▶ [What is being asked]: Retype exactly the lines that run from the start of the data to the line holding "house --coords whole-pixels", including both, and only those.

Stored data entries
● ● ● ●

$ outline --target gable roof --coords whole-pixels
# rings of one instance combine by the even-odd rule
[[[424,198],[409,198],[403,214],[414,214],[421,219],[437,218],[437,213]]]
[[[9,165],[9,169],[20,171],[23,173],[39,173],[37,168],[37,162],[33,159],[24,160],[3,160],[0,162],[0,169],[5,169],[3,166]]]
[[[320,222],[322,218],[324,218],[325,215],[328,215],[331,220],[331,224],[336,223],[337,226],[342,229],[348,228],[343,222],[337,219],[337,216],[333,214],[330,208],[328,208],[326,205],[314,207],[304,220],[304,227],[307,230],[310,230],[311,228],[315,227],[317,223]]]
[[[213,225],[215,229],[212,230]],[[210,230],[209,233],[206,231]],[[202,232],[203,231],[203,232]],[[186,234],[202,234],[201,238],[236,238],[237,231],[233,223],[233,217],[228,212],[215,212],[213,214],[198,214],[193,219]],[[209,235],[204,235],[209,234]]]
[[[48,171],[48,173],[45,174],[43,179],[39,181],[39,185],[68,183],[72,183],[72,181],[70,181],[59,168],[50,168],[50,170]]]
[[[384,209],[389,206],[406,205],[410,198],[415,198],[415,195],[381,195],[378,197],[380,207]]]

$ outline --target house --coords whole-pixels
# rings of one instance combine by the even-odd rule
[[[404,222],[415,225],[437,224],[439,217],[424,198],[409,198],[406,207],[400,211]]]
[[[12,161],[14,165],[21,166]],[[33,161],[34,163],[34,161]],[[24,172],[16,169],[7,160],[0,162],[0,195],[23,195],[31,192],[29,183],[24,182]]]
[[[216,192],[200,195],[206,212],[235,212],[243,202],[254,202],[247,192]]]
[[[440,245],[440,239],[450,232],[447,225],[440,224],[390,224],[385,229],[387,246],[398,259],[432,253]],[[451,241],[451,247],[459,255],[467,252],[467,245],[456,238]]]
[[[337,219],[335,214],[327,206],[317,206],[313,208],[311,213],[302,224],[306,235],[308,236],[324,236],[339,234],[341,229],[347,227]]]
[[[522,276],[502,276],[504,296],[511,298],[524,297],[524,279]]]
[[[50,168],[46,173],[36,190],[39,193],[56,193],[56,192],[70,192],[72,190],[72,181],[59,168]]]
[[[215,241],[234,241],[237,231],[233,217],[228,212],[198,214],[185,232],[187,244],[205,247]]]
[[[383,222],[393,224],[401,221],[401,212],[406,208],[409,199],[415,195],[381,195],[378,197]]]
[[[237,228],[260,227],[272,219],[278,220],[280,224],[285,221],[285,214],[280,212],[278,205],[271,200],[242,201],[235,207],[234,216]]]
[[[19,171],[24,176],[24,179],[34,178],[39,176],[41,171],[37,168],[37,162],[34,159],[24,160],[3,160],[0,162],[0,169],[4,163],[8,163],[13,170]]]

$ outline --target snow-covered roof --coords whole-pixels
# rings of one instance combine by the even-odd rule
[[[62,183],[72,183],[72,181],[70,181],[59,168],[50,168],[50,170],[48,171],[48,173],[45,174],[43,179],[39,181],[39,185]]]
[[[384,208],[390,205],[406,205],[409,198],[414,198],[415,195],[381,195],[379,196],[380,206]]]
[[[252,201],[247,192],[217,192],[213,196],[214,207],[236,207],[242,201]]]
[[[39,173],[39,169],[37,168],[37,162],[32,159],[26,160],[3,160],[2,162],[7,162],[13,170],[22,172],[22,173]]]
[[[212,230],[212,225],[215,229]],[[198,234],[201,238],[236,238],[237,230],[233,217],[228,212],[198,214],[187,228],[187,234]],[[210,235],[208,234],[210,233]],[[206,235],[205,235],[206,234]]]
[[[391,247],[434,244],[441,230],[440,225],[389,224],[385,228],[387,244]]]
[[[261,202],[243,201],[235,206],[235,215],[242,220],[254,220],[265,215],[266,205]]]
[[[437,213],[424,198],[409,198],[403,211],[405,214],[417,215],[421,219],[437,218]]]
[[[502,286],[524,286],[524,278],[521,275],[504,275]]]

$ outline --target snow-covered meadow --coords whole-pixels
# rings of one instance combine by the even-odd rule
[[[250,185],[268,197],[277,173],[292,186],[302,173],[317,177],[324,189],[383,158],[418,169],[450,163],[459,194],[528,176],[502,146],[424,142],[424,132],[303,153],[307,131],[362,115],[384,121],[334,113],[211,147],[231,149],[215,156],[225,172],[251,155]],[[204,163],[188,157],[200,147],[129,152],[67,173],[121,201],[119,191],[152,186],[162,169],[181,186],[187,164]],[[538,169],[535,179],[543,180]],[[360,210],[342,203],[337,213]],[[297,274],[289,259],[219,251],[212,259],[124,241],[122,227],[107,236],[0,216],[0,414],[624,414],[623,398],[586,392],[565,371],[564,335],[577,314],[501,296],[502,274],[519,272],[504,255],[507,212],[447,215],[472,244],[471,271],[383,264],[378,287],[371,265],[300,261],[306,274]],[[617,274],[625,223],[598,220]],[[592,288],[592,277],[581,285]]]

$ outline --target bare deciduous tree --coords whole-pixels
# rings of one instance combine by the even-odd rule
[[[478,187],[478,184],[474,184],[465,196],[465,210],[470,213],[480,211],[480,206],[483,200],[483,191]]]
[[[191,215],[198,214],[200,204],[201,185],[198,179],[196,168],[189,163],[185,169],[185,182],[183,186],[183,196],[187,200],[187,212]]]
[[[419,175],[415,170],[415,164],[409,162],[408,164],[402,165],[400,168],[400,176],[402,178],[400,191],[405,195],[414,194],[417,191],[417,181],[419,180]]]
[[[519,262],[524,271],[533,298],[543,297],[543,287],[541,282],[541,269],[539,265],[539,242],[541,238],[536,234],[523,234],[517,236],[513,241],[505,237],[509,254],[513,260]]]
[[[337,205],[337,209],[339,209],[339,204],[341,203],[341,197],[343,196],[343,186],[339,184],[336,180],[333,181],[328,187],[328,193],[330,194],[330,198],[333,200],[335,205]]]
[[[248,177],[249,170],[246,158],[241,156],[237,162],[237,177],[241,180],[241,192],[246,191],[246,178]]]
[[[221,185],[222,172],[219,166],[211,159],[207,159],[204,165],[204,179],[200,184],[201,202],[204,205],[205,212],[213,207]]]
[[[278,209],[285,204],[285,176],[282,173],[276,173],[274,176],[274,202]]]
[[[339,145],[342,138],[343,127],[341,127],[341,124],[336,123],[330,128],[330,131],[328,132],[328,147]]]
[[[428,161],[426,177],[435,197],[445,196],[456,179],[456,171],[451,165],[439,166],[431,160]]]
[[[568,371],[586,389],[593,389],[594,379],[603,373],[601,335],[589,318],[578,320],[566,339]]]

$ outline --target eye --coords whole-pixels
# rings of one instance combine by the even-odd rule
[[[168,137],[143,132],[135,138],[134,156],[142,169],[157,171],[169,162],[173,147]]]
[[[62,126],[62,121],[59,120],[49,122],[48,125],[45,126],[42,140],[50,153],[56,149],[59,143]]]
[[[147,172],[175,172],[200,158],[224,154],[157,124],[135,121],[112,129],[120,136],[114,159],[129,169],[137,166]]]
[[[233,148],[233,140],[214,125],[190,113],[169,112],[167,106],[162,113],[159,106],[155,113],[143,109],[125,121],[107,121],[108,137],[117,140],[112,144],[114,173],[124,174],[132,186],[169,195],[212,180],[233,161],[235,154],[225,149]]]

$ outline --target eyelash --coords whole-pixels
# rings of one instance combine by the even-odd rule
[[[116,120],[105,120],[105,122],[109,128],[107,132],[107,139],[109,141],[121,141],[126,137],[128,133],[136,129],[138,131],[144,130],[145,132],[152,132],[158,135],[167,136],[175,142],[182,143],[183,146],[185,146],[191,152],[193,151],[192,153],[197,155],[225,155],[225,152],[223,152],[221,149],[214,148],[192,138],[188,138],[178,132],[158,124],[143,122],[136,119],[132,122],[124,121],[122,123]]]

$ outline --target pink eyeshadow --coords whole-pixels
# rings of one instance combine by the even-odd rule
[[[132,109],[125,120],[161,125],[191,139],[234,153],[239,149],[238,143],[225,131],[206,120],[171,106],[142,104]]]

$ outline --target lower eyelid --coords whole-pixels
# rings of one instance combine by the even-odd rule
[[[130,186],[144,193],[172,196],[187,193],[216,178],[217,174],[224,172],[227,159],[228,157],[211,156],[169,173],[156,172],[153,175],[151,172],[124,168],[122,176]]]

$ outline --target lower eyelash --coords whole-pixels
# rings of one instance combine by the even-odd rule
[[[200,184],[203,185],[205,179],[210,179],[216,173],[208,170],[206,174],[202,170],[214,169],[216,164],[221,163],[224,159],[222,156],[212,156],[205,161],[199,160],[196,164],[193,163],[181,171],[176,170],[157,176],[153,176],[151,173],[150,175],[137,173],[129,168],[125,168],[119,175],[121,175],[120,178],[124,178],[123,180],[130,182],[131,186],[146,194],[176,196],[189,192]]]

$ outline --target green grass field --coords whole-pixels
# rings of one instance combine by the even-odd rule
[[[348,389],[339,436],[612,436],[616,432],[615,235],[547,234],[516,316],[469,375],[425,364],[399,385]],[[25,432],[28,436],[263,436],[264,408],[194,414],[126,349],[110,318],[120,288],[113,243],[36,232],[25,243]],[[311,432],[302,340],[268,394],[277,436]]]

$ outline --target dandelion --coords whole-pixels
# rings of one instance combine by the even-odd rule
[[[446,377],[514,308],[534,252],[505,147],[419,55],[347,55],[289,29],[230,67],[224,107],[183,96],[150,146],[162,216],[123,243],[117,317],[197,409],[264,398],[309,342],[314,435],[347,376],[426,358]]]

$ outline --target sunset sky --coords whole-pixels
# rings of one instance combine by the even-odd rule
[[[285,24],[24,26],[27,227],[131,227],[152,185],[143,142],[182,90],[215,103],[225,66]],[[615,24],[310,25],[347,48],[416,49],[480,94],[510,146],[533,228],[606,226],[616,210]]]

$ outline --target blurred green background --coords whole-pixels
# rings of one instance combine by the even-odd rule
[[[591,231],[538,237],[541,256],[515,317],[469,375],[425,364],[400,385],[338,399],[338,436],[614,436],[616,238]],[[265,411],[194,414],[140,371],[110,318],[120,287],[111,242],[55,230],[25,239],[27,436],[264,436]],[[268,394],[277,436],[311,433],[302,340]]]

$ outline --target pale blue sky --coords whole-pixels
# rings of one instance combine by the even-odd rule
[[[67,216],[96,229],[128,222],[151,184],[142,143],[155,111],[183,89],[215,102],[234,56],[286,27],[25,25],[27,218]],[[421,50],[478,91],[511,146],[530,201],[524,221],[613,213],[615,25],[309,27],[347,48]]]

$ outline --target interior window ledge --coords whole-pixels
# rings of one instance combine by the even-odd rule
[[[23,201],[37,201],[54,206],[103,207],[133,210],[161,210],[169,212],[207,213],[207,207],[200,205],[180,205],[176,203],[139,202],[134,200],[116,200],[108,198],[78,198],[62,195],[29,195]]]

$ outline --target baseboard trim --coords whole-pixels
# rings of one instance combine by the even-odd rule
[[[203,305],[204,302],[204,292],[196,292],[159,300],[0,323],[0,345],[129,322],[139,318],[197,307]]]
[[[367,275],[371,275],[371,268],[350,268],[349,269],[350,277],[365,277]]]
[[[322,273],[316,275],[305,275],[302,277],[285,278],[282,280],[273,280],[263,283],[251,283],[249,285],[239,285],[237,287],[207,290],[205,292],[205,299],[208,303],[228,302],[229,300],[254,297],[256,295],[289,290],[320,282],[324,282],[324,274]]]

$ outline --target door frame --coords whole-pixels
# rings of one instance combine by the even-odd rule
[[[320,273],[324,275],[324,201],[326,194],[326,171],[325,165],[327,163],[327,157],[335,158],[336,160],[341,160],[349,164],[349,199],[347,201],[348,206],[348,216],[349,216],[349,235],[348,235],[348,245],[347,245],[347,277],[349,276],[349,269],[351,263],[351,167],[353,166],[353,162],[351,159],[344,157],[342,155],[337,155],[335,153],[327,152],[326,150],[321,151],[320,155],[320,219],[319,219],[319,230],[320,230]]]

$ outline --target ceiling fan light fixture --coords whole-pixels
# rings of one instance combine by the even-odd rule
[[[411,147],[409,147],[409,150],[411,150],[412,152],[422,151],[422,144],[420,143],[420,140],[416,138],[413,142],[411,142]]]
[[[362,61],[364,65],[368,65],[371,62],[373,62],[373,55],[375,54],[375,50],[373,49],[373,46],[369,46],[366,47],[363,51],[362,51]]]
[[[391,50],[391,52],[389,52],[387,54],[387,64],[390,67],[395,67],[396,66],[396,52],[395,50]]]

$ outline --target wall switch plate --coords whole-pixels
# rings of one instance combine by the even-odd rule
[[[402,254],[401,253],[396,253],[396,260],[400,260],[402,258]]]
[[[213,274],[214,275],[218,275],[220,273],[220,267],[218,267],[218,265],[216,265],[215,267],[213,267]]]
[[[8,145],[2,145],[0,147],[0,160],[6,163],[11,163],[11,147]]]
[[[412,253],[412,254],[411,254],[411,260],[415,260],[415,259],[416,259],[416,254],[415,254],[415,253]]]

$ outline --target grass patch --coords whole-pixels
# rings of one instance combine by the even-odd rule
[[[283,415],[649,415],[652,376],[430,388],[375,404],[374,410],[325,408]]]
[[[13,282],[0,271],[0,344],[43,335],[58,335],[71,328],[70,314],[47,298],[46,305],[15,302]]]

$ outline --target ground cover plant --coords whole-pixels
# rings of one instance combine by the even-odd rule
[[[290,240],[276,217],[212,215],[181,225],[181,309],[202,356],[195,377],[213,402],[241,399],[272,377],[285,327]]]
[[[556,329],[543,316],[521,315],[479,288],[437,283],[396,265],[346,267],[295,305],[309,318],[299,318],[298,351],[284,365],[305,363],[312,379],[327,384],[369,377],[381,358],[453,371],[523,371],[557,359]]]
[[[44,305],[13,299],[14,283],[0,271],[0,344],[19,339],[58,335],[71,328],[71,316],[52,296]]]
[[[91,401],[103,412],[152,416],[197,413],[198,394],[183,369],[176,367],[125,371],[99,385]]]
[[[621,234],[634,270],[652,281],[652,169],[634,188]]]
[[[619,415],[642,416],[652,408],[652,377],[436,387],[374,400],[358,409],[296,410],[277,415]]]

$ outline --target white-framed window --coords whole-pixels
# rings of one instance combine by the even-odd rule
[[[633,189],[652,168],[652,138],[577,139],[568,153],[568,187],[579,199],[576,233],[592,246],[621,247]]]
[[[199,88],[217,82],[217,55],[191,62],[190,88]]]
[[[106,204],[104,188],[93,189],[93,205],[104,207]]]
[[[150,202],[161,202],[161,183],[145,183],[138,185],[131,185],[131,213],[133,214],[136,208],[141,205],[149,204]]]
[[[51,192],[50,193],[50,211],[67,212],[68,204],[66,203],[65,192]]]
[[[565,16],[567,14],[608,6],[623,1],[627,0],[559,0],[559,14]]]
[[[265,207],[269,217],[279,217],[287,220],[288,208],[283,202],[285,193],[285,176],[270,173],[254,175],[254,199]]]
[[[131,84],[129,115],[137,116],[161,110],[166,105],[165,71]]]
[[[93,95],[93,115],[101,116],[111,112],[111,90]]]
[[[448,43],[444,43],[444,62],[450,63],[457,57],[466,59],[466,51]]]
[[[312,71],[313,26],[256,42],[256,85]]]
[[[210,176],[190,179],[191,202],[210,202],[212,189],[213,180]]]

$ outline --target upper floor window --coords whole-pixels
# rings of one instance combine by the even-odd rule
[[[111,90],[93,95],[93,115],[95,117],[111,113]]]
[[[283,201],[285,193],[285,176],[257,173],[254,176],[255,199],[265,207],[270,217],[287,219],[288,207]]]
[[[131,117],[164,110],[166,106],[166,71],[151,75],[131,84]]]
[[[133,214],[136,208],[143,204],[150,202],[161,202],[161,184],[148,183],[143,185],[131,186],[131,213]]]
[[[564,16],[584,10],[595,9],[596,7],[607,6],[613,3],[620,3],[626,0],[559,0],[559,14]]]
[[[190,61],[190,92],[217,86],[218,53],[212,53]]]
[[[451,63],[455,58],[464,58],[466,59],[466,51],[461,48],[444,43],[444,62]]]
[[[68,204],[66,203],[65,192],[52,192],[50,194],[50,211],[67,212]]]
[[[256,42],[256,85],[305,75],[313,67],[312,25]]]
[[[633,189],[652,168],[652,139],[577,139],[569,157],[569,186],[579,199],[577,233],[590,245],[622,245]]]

● ● ● ●

▶ [Written reply]:
$ outline --target gable roof --coords whole-pixels
# rings of one instance combine by the even-odd rule
[[[424,198],[409,198],[403,214],[414,214],[421,219],[437,218],[437,213]]]
[[[9,165],[9,169],[20,171],[23,173],[39,173],[37,168],[37,162],[33,159],[24,160],[3,160],[0,162],[0,169],[5,169],[3,166]]]
[[[320,222],[322,218],[324,218],[325,215],[328,215],[331,220],[331,224],[336,223],[337,226],[342,229],[348,228],[343,222],[337,219],[337,216],[333,214],[330,208],[328,208],[326,205],[314,207],[304,220],[304,227],[307,230],[310,230],[311,228],[315,227],[317,223]]]
[[[213,225],[215,229],[212,230]],[[210,230],[209,233],[206,231]],[[202,232],[203,231],[203,232]],[[186,234],[202,234],[201,238],[236,238],[237,231],[233,223],[233,217],[228,212],[215,212],[213,214],[198,214],[193,219]],[[209,235],[204,235],[209,234]]]
[[[48,171],[48,173],[45,174],[43,179],[39,181],[39,185],[68,183],[72,183],[72,181],[70,181],[59,168],[50,168],[50,170]]]
[[[384,209],[389,206],[406,205],[410,198],[415,198],[415,195],[381,195],[378,197],[380,207]]]

$ outline --target house --coords whole-pixels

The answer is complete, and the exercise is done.